Would you restate, exactly as they appear, the lines from the one containing "Find the hill;" through the end of the data below?
** Start Recorded data **
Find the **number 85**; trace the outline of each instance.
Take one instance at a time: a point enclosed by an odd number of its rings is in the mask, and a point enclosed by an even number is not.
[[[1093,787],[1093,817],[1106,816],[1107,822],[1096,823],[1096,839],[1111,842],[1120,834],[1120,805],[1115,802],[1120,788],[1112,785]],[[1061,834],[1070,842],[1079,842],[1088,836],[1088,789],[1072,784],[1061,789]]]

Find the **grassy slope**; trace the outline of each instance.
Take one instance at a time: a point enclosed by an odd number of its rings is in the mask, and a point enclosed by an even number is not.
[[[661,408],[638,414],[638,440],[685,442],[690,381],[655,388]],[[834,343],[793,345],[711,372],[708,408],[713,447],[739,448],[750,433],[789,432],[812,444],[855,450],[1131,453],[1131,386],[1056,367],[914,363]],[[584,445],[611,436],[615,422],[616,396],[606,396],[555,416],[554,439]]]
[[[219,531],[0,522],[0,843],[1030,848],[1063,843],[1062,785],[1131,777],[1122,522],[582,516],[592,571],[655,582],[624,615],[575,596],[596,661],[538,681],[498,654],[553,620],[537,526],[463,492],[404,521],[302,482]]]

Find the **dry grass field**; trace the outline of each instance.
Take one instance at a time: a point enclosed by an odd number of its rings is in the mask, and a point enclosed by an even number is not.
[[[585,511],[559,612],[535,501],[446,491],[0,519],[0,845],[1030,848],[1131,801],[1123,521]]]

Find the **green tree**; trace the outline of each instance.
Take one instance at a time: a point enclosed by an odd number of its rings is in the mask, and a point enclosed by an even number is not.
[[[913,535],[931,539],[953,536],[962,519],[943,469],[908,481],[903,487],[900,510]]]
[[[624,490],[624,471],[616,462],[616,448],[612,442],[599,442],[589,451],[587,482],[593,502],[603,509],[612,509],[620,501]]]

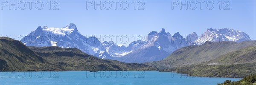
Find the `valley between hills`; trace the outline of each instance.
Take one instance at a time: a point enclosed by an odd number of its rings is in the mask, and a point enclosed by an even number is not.
[[[256,74],[256,41],[207,42],[182,48],[162,60],[140,64],[102,59],[76,48],[26,46],[0,38],[1,71],[159,70],[218,77]]]

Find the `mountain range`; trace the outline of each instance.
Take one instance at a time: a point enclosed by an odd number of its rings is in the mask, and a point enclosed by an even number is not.
[[[74,24],[70,23],[61,28],[39,26],[20,41],[27,46],[76,48],[85,53],[102,59],[143,63],[161,60],[181,48],[201,45],[207,41],[239,42],[245,40],[251,40],[247,34],[227,28],[218,30],[210,28],[201,35],[192,32],[185,38],[178,32],[171,35],[162,28],[159,32],[150,32],[145,40],[133,41],[126,47],[119,46],[112,41],[102,43],[95,37],[87,37],[78,31]]]
[[[158,70],[143,64],[103,60],[75,48],[28,47],[21,42],[0,37],[0,71]]]

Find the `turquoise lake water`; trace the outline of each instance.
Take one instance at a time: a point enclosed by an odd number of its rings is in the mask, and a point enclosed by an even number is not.
[[[157,71],[1,72],[0,85],[216,85],[241,78],[195,77]]]

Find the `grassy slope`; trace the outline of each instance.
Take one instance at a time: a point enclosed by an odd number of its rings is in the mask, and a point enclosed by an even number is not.
[[[231,41],[207,42],[201,45],[183,47],[173,52],[160,61],[146,62],[145,64],[156,66],[160,69],[182,65],[198,64],[210,61],[227,53],[249,46],[256,45],[256,41],[246,41],[237,43]]]
[[[208,65],[212,62],[219,65]],[[256,74],[255,65],[256,46],[253,46],[228,53],[199,65],[175,68],[172,70],[195,76],[242,77]]]
[[[57,65],[48,63],[41,57],[20,41],[0,37],[0,71],[63,70],[57,67]]]
[[[102,60],[76,48],[28,47],[4,37],[0,37],[0,71],[158,70],[144,64]]]
[[[190,76],[207,77],[243,77],[256,74],[256,62],[234,65],[198,65],[176,68],[174,71]]]
[[[232,82],[231,80],[226,80],[223,83],[218,84],[218,85],[256,85],[256,74],[250,75],[239,81]]]
[[[212,62],[220,64],[256,62],[256,46],[249,46],[228,53],[210,61],[208,63]]]

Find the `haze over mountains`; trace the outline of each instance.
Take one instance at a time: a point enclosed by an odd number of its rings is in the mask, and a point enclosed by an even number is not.
[[[4,37],[0,42],[0,71],[158,70],[143,64],[102,59],[77,48],[28,47]]]
[[[70,23],[62,28],[39,26],[21,41],[27,46],[76,48],[86,54],[102,59],[143,63],[162,60],[181,48],[201,45],[207,41],[241,42],[245,40],[251,40],[247,34],[227,28],[219,30],[210,28],[202,35],[192,32],[185,37],[178,32],[172,35],[162,28],[159,32],[150,32],[145,41],[134,41],[126,47],[118,46],[112,41],[101,43],[94,37],[86,37],[79,32],[74,24]]]

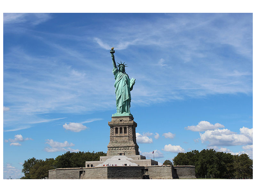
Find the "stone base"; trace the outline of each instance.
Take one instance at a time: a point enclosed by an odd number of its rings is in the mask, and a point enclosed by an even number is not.
[[[107,156],[140,155],[139,146],[136,142],[137,124],[132,116],[112,116],[108,125],[110,137]]]

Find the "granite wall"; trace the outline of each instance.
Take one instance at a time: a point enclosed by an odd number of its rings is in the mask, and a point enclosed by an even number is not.
[[[172,167],[171,165],[145,166],[145,174],[148,175],[150,179],[172,179]]]
[[[174,179],[196,179],[195,166],[184,165],[173,166]],[[175,170],[176,170],[176,171]],[[177,176],[175,175],[177,172]]]
[[[50,179],[196,179],[195,166],[108,166],[49,171]]]

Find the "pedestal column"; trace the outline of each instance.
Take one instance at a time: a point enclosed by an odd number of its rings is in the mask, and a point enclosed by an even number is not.
[[[137,124],[131,116],[112,116],[110,127],[109,143],[107,156],[140,155],[136,142]]]

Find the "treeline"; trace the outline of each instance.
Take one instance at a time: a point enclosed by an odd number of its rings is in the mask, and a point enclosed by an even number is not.
[[[174,165],[194,165],[196,178],[252,179],[252,160],[246,154],[204,149],[179,153],[172,159]]]
[[[99,161],[100,156],[106,155],[106,153],[102,151],[96,153],[94,151],[77,153],[68,151],[55,159],[51,158],[44,160],[33,157],[24,161],[22,172],[25,176],[20,179],[48,179],[49,170],[57,168],[84,167],[85,161]]]

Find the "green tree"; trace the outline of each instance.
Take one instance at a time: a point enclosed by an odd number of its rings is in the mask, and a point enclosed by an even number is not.
[[[29,174],[30,170],[34,165],[40,160],[36,159],[34,157],[28,159],[27,161],[25,160],[24,163],[23,164],[22,166],[23,169],[22,169],[22,172],[25,176],[21,178],[22,179],[30,179],[30,175]]]
[[[246,154],[234,156],[234,175],[236,179],[252,178],[252,160]]]
[[[55,158],[54,165],[56,168],[84,167],[85,161],[99,161],[100,156],[106,155],[106,153],[102,151],[96,153],[94,151],[77,153],[68,151]]]
[[[54,169],[54,159],[46,159],[45,161],[40,160],[30,170],[30,179],[48,179],[49,170]]]
[[[164,161],[164,163],[163,164],[163,165],[172,165],[172,162],[170,161],[170,160],[168,160],[168,159],[166,159]]]

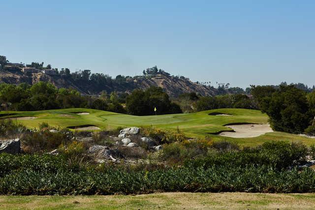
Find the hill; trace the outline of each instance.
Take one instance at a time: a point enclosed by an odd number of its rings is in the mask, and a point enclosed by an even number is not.
[[[82,114],[78,114],[82,113]],[[224,115],[212,115],[213,113]],[[241,109],[221,109],[191,114],[151,116],[134,116],[88,109],[67,109],[35,112],[0,112],[1,119],[11,118],[30,128],[38,127],[47,122],[51,126],[74,128],[88,127],[108,129],[118,127],[150,126],[166,130],[179,129],[190,138],[210,137],[214,140],[226,140],[242,146],[253,146],[271,140],[302,141],[311,145],[313,139],[297,135],[272,132],[252,138],[232,138],[216,135],[222,131],[232,131],[225,125],[244,123],[266,124],[268,117],[259,111]],[[25,117],[31,118],[20,118]],[[260,134],[259,134],[260,135]]]
[[[96,82],[94,79],[77,79],[71,76],[67,77],[60,74],[49,75],[42,72],[24,74],[17,71],[1,71],[0,82],[14,84],[26,83],[32,85],[39,81],[50,82],[59,88],[72,88],[82,94],[87,95],[99,94],[102,90],[106,90],[107,92],[116,91],[129,93],[134,89],[144,90],[150,86],[163,88],[171,97],[177,97],[182,93],[191,92],[203,96],[216,95],[228,92],[223,89],[218,90],[213,87],[192,82],[188,78],[163,74],[150,77],[126,77],[127,79],[124,78],[123,81],[110,79],[107,75],[99,74],[97,76],[106,77],[106,81],[100,83],[99,81]]]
** End Recorded data **
◆ Response to this task ◆
Find the hill; trace the outline of each instance.
Take one instance at a time: a point enclosed by an odd number of its rings is in the mask, and a point enclosed by an even number is not.
[[[82,114],[78,114],[82,113]],[[224,115],[212,115],[213,113]],[[241,109],[221,109],[191,114],[151,116],[134,116],[88,109],[67,109],[35,112],[0,112],[1,119],[11,118],[30,128],[38,127],[47,122],[51,126],[74,128],[88,127],[108,129],[118,127],[150,126],[166,130],[179,129],[190,138],[210,137],[214,140],[226,140],[242,146],[253,146],[271,140],[302,141],[311,145],[313,139],[297,135],[272,132],[252,138],[232,138],[216,135],[222,131],[232,131],[225,125],[244,123],[266,124],[268,117],[259,111]],[[25,117],[31,118],[20,118]],[[260,134],[259,134],[260,135]]]
[[[96,82],[94,79],[77,79],[71,76],[67,77],[60,74],[49,75],[42,72],[24,74],[17,71],[1,71],[0,82],[14,84],[26,83],[32,85],[39,81],[50,82],[59,88],[72,88],[82,94],[87,95],[99,94],[102,90],[106,90],[107,92],[116,91],[129,93],[134,89],[144,90],[150,86],[163,88],[171,97],[177,97],[182,93],[191,92],[203,96],[216,95],[228,92],[223,89],[218,90],[213,87],[192,82],[188,78],[163,74],[150,77],[126,77],[127,79],[124,78],[123,81],[110,79],[107,75],[99,74],[97,76],[106,77],[106,81],[100,83],[99,81]]]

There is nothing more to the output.